• [À faire]:
(1) Dans le texte sur l'opium, de quel dieu Pou-Taï est-il le dieu ?
(2) Recopiez à l'identique le texte sur l'opium, de « Mais il eut » à « de la sensualité... ».
(3) Poursuivez le texte sur l'opium à partir de l'endroit où il s'arrête.

• [Texte présenté]:
+++++

Mais pour le malheur de notre gamin, son père « avait trop aimé le bambou ». Nous allons apprendre les hallucinants  méfaits de l’opium : « Chaque soir il de rend dans la fumerie d’opium de Chin Yong Li Seng.. il s’étendait sur le lit en bois laqué recouvert d’une latte fine et là il éprouvait les bienfaits de la drogue brune et odorante qui est l’âme solidifiée des pavots du Yunnan…

 

 

Mais il eut le tort de ne pas suivre les préceptes de Kong Fou Tsé (Confucius) qui prescrit en tout la modération. Il passe de quelques pipes par jour à une vingtaine puis au double puis au triple « tant et si bien qu’il ne savait plus le chiffre des boulettes malaxées dans la soirée. Il advint qu’à la longue Fouk Long semblable jadis par son visage réjoui, par son triple menton, par son ventre épanoui  à une statue de Pou-Taï, le dieu de la sensualité...

+++++

• [Données enregistrées]:
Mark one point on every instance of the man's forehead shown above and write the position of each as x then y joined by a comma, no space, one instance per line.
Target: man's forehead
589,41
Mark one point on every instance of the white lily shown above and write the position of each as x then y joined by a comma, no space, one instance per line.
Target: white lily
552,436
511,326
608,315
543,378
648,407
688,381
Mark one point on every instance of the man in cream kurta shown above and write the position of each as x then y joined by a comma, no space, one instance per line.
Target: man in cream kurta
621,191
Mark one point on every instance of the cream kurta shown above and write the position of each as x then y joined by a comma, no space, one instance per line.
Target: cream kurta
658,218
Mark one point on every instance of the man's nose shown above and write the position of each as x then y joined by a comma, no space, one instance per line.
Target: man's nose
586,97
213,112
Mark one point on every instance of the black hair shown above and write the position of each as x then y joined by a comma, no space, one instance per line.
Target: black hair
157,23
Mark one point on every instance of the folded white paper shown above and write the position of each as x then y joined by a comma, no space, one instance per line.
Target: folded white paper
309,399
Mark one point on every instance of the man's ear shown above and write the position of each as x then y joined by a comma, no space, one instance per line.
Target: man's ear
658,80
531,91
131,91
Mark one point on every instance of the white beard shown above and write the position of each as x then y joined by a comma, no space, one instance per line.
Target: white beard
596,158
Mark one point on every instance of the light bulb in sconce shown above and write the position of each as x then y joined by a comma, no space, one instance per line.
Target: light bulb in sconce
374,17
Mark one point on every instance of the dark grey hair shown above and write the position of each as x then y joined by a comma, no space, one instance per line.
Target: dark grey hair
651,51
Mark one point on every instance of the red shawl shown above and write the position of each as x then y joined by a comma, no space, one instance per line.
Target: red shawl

+++++

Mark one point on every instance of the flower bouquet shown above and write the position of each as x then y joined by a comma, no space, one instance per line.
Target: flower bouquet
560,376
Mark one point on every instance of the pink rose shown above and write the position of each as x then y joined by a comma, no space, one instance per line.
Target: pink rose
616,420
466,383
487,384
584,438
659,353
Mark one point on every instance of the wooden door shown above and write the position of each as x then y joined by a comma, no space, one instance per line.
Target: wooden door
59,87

+++++

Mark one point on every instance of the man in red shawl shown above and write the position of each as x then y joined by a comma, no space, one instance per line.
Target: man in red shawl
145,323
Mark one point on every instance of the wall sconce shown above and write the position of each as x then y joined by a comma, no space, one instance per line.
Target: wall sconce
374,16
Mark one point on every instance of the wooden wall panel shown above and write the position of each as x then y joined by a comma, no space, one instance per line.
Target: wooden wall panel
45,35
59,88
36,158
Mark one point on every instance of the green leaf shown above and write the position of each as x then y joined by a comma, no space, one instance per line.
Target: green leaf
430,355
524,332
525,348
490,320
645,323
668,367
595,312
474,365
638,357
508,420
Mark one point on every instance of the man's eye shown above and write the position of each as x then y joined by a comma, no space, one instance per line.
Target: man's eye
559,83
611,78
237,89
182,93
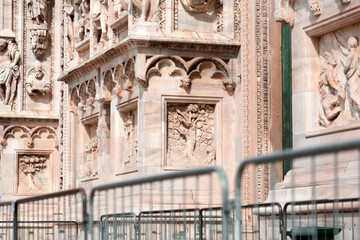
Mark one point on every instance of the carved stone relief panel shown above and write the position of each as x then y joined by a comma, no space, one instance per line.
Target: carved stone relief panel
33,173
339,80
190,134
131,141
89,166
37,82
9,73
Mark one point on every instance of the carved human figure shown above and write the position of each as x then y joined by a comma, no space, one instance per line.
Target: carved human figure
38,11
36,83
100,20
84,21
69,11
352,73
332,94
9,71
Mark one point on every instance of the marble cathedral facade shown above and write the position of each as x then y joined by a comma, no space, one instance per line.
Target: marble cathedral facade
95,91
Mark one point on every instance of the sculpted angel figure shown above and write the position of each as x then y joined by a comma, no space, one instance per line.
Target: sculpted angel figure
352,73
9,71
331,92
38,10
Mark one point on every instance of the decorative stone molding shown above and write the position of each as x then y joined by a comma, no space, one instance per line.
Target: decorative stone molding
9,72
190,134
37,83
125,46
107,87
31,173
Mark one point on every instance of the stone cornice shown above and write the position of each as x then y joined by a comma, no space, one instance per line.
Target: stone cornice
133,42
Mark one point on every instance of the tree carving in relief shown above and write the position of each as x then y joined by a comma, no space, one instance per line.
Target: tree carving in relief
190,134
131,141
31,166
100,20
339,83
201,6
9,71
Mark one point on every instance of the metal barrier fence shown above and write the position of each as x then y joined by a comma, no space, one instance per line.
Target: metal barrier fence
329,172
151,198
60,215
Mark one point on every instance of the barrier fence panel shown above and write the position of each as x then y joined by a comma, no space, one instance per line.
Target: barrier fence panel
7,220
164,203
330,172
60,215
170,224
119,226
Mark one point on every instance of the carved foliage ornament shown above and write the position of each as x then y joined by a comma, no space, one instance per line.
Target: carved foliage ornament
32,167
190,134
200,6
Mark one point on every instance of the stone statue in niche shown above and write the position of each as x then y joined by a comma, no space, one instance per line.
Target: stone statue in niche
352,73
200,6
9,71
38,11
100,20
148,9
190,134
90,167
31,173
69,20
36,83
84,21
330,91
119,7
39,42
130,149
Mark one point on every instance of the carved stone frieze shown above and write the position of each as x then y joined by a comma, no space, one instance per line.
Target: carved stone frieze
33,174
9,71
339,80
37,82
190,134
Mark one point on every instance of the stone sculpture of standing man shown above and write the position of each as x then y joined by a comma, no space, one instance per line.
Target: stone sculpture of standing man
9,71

+++++

• [Corrigés]:
(1) Du dieu de la sensualité.

(2)
Mais il eut le tort de ne pas suivre les préceptes de Kong Fou Tsé (Confucius) qui prescrit en tout la modération. Il passe de quelques pipes par jour à une vingtaine puis au double puis au triple « tant et si bien qu’il ne savait plus le chiffre des boulettes malaxées dans la soirée. Il advint qu’à la longue Fouk Long semblable jadis par son visage réjoui, par son triple menton, par son ventre épanoui  à une statue de Pou-Taï, le dieu de la sensualité...

(3)
 

 

...  devint conforme à l’effigie du mendiant Tié Kouaï dont il est facile de dénombrer les côtes ». Il rejoint alors ses ancêtres et ses cendres retournèrent en Chine. S’il existe encore – parait-il – quelques rares et très confidentielles fumeries d’opium à Bangkok, le pavot a depuis été remplacé par d’autres drogues qui ne valent pas mieux.

 

 

Devenue veuve Mè Choup alla s’installer sur la rive droite du fleuve qui n’avait alors rien de commun avec la cité royale des Chakri. La rive droite de la Chao Phraya, « c’était une forêt dont les voies de communication sont les innombrables klongs quo sinuent, zigzaguent, tournent court, repartent dans une direction nouvelle parmi les arbustes et les herbes folles ». Ils y vivent dans une baraque sur pilotis coiffée d’un toit de chaume en palmes de latanier.

 

 

Naturellement, la petite maison des Phi jouxte la modeste habitation principale. Ne revenons pas sur un sujet que nous avons traité (5).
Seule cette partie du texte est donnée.